Qué se pide ▸
Transcribe sin cambios el pasaje del texto sobre la poesía de Conde Ortega que va entre "El trabajo incansable, febril, del" y "de la mañana.", ambos incluidos.

El poeta comienza a entrever en la cárcel de la forma la libertad anhelada, la patria en donde sólo él es quien controla el designio del verso. La disposición estrófica, la irregularidad de sus versos, pero, sobre todo, la cadencia sostenida por el léxico certero son ya una apuesta que encontrará nuevos cauces en toda su poesía. Este primer libro, y como una curiosidad anecdótica, lo iba a presentar Conde Ortega en la icónica sala Ponce del Palacio de Bellas Artes el 19 de septiembre de 1985. Con ese fiero ingenio que lo caracterizaba solía decir que era una señal del mundo que él no quiso escuchar. Cabe recordar que los poemas de este libro fueron escritos en servilletas no con la impostada frivolidad del “artista”, sino con la distraída mirada de quien sabe que es más complicada la cotidiana lucha que la fútil búsqueda de posteridad. Y otra vez la fortuna del solitario: gracias a la paciencia de Vicente Quirarte —quien recogió estoicamente las servilletas y mecanografió los versos escritos en ellas—, el primer libro saldría al amparo de la UAM.

El trabajo incansable, febril, del poeta lo llevó a publicar, en 1988, La sed del marinero que regresa, también bajo el sello de su Universidad, en donde aparece ya la palabra que, en todo su esplendor, quizás defina la poesía de Conde Ortega: anacreónticas:

La hora

La hora exacta del licor,

la certera copa

donde nacen los milagros;

donde caben el amor y la ternura:

la lúcida destrucción de la mañana.

Datos extraídos ▸
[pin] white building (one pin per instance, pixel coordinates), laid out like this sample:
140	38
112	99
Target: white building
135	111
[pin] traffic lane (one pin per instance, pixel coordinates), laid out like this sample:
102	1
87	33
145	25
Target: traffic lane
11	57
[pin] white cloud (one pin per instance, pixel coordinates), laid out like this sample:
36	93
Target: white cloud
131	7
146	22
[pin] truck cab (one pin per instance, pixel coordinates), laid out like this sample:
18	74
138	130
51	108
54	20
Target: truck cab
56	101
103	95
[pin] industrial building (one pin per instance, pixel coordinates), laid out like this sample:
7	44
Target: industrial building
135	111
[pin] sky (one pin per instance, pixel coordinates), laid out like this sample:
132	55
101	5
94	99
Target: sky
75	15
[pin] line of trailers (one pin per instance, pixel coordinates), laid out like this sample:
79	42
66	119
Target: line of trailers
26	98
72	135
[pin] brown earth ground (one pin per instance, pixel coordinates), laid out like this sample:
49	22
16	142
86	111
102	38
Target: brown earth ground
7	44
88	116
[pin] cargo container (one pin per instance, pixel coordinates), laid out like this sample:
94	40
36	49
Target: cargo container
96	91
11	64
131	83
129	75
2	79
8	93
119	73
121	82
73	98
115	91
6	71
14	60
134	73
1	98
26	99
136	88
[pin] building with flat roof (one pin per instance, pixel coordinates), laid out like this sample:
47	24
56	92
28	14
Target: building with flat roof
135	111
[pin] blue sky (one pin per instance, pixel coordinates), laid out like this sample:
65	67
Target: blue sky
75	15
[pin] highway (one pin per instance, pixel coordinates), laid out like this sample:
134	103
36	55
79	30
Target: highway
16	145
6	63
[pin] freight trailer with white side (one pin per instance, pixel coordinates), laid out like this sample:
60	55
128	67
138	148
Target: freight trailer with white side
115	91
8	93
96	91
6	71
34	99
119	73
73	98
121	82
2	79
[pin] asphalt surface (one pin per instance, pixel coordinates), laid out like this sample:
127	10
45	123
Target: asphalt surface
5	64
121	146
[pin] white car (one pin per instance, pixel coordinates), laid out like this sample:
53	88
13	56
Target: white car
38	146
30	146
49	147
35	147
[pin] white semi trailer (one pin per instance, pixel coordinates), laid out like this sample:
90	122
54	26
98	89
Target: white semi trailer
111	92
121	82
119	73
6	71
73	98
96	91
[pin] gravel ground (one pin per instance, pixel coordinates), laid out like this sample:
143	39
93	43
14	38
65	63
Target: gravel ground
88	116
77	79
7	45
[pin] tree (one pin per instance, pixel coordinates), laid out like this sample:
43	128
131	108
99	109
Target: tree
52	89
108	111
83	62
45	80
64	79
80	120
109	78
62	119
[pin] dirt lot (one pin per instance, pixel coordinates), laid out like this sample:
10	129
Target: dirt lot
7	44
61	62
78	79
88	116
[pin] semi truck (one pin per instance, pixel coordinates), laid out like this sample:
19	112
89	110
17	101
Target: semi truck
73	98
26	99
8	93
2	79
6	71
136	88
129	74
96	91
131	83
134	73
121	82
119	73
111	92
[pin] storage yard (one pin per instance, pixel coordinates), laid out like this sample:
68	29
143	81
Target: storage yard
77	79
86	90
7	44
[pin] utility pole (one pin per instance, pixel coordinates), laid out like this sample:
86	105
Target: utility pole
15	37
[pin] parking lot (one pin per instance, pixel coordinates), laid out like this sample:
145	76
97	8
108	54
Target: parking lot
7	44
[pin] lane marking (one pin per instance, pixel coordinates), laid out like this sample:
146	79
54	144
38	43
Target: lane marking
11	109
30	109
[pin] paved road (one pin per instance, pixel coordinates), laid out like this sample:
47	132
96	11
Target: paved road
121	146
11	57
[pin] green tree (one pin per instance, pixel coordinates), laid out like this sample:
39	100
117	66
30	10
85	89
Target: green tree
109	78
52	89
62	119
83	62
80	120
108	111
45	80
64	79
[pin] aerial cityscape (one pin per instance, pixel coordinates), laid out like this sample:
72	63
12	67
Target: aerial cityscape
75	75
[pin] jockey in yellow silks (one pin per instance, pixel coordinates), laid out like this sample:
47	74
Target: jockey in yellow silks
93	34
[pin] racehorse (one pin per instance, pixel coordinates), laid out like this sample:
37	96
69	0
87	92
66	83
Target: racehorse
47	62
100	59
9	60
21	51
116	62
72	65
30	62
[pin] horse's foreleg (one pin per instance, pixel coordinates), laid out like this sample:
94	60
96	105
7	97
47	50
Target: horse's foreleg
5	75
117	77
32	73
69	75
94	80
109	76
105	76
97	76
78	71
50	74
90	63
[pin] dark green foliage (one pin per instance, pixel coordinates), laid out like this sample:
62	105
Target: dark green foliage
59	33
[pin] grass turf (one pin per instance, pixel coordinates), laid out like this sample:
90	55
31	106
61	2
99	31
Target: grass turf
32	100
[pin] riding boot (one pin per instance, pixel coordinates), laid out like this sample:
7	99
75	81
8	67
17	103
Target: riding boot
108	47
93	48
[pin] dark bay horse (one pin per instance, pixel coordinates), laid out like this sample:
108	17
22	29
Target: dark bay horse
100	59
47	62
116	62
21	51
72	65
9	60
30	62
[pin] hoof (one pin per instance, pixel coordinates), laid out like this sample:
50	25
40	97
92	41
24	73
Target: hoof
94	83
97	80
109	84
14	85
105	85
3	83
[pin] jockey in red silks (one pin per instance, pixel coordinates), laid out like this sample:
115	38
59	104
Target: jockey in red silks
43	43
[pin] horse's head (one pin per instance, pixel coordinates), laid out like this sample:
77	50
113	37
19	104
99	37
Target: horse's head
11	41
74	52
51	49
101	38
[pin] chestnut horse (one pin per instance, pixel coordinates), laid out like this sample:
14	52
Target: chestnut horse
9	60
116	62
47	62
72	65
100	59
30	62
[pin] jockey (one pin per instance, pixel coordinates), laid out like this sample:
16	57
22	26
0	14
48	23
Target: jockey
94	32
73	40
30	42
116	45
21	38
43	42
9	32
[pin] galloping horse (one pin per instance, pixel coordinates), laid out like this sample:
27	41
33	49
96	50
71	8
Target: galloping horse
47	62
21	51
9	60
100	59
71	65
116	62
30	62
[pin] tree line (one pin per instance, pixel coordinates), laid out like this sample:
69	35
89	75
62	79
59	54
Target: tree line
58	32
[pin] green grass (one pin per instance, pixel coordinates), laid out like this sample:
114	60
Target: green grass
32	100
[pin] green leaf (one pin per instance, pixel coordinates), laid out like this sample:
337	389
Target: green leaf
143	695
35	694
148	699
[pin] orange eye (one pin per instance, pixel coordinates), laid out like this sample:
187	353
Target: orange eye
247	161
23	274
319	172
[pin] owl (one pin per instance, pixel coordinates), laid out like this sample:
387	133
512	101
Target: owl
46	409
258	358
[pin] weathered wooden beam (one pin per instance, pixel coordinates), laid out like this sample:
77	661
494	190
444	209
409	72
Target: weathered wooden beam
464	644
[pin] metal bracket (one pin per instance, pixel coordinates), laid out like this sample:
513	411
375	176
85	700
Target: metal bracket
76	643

Solución propuesta ▸
El trabajo incansable, febril, del poeta lo llevó a publicar, en 1988, La sed del marinero que regresa, también bajo el sello de su Universidad, en donde aparece ya la palabra que, en todo su esplendor, quizás defina la poesía de Conde Ortega: anacreónticas:

La hora

La hora exacta del licor,

la certera copa

donde nacen los milagros;

donde caben el amor y la ternura:

la lúcida destrucción de la mañana.